EXERCISE AIM | Without altering anything, repeat each of the records.

Content starts

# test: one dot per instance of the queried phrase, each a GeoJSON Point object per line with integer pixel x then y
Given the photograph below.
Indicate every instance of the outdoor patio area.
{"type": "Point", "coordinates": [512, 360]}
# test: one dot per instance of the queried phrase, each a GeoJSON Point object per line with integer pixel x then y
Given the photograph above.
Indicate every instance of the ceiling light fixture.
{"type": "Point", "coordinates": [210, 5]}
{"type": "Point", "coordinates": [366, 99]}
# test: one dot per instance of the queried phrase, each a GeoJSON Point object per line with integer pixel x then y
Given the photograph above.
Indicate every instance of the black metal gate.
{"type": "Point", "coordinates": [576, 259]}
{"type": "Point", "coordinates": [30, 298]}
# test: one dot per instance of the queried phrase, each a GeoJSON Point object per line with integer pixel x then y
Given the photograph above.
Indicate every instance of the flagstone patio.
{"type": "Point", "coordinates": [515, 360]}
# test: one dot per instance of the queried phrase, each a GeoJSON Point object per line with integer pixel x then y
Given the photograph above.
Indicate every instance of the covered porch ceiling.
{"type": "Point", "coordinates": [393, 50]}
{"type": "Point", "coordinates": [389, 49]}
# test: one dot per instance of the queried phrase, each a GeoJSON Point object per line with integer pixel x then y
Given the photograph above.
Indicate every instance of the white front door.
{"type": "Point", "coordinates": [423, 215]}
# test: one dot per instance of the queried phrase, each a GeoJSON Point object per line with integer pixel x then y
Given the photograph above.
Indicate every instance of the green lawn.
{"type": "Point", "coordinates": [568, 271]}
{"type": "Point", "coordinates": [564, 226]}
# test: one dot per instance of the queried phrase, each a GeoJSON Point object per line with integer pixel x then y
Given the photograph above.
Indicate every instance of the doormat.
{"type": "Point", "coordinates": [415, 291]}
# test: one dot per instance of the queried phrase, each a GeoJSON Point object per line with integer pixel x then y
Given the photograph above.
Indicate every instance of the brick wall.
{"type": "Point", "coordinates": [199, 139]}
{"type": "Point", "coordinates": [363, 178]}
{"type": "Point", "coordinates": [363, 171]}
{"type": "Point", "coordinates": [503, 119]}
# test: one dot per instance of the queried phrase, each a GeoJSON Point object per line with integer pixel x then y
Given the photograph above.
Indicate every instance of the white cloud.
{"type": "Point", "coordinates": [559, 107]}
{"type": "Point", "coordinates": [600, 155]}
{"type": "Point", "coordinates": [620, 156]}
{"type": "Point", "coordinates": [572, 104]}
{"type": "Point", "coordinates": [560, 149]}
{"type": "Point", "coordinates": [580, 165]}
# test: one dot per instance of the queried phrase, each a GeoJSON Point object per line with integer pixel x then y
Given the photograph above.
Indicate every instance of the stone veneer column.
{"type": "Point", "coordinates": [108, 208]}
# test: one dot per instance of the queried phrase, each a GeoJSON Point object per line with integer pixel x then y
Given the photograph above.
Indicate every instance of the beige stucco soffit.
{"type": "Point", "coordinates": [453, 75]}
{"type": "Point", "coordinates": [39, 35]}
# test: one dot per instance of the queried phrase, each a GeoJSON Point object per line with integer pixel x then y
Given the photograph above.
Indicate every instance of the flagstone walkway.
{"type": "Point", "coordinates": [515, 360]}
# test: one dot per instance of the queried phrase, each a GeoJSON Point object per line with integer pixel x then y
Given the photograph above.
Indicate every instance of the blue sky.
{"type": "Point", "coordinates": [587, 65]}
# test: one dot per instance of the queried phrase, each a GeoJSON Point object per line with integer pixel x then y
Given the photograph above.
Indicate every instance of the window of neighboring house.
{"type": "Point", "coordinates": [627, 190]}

Content ends

FINISHED TASK |
# test: one dot per instance of the queried phrase, each a GeoJSON Point object per line with integer pixel x then y
Given the photograph below.
Indicate every instance of the outdoor patio area.
{"type": "Point", "coordinates": [512, 360]}
# test: one dot per instance of the queried phrase, each a GeoJSON Point object per line with integer pixel x then y
Given the photograph above.
Indicate every instance of the ceiling light fixture.
{"type": "Point", "coordinates": [210, 5]}
{"type": "Point", "coordinates": [366, 99]}
# test: one dot per instance of the queried phrase, each a GeoJSON Point object per line with integer pixel x then y
Given the photograph above.
Indicate every instance of the black metal gate.
{"type": "Point", "coordinates": [576, 259]}
{"type": "Point", "coordinates": [30, 298]}
# test: one dot per instance of the queried phrase, each a GeoJSON Point object per line with integer pixel x then y
Given the photograph above.
Indicate every instance of the flagstone patio.
{"type": "Point", "coordinates": [515, 360]}
# test: one dot per instance of the queried phrase, each a GeoJSON Point object per line with integer pixel x then y
Given the photograph above.
Indicate every instance of the covered porch ceiling.
{"type": "Point", "coordinates": [393, 50]}
{"type": "Point", "coordinates": [389, 49]}
# test: one dot per instance of the queried phrase, each a GeoJSON Point object per line with integer pixel x then y
Given the photograph above.
Indicate every instance of the white front door.
{"type": "Point", "coordinates": [423, 215]}
# test: one dot per instance of the queried phrase, each a GeoJSON Point object per line with integer pixel x then y
Given the photograph above.
Indicate every instance of the green lawn.
{"type": "Point", "coordinates": [568, 271]}
{"type": "Point", "coordinates": [564, 226]}
# test: one dot per instance of the queried phrase, each a GeoJSON Point object per line with integer pixel x then y
Given the photograph above.
Indicate every instance of the doormat.
{"type": "Point", "coordinates": [415, 291]}
# test: one dot per instance of the queried phrase, each a GeoJSON Point object per line with integer pixel x then y
Given the photograph above.
Indicate every instance of the brick wall.
{"type": "Point", "coordinates": [199, 139]}
{"type": "Point", "coordinates": [363, 178]}
{"type": "Point", "coordinates": [363, 171]}
{"type": "Point", "coordinates": [503, 119]}
# test: one dot per instance of the queried phrase, each a GeoJSON Point object per line with integer pixel x then y
Given the photograph above.
Indicate every instance of the white cloud.
{"type": "Point", "coordinates": [559, 107]}
{"type": "Point", "coordinates": [600, 155]}
{"type": "Point", "coordinates": [620, 156]}
{"type": "Point", "coordinates": [572, 104]}
{"type": "Point", "coordinates": [560, 149]}
{"type": "Point", "coordinates": [580, 165]}
# test: one dot per instance of the queried phrase, each a GeoJSON Point object per line with integer pixel x then y
Given the photograph above.
Indicate every instance of the stone veneer column.
{"type": "Point", "coordinates": [108, 208]}
# test: one dot per instance of the queried phrase, each a GeoJSON Point object per line with integer pixel x then y
Given the photograph above.
Indicate every instance of the beige stucco soffit.
{"type": "Point", "coordinates": [453, 75]}
{"type": "Point", "coordinates": [39, 35]}
# test: one dot per instance of the queried phrase, each a GeoJSON Point object per line with integer pixel x then y
Given the photograph above.
Indicate every instance of the flagstone walkway.
{"type": "Point", "coordinates": [515, 360]}
# test: one dot per instance of the queried phrase, each a GeoJSON Point object per line with integer pixel x then y
Given the photograph above.
Indicate every instance of the blue sky.
{"type": "Point", "coordinates": [587, 65]}
# test: one dot per instance of the queried phrase, each a GeoJSON Point object per line with integer pixel x then y
Given the photograph above.
Indicate every instance of the window of neighboring house.
{"type": "Point", "coordinates": [627, 190]}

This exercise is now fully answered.